> What the task requires
In the records that follow, find the line with "Each instance of the asphalt"; from there, retype every line exactly through the line with "Query: asphalt parking lot", which also belongs to the answer.

> Recorded information
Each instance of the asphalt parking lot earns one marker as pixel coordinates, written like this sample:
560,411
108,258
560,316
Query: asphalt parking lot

...

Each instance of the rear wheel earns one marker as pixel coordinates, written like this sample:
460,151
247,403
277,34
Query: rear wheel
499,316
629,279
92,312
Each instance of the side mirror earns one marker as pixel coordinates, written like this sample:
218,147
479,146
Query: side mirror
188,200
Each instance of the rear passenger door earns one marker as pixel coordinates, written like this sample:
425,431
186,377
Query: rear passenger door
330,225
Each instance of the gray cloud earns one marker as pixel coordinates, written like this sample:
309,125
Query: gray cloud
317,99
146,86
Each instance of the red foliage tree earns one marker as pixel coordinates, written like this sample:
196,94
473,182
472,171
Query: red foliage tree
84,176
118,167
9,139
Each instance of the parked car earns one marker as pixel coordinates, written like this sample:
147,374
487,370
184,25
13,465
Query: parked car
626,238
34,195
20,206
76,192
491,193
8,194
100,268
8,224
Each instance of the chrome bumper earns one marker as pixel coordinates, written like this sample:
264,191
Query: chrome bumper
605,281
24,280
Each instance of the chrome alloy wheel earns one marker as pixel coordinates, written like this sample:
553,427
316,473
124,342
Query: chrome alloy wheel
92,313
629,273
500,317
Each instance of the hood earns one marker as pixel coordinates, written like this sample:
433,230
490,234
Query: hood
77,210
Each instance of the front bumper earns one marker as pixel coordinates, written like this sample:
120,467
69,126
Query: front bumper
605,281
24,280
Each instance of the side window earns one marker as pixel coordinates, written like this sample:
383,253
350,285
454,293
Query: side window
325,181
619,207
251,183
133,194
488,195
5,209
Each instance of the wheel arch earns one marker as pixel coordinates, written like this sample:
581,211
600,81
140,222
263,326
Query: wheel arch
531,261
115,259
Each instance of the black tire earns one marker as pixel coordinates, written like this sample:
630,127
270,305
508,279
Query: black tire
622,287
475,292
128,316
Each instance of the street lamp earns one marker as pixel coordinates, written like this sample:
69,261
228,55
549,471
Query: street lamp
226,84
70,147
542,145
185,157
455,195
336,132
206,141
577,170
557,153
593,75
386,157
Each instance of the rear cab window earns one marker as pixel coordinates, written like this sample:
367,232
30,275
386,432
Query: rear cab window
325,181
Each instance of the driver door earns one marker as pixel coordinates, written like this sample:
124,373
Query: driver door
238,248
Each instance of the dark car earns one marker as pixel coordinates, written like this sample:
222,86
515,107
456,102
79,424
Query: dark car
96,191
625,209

> Written answer
Each instance of the asphalt parking lot earns one marker as pixel coordinates, written like this sample:
560,411
108,258
560,316
Query: asphalt parking lot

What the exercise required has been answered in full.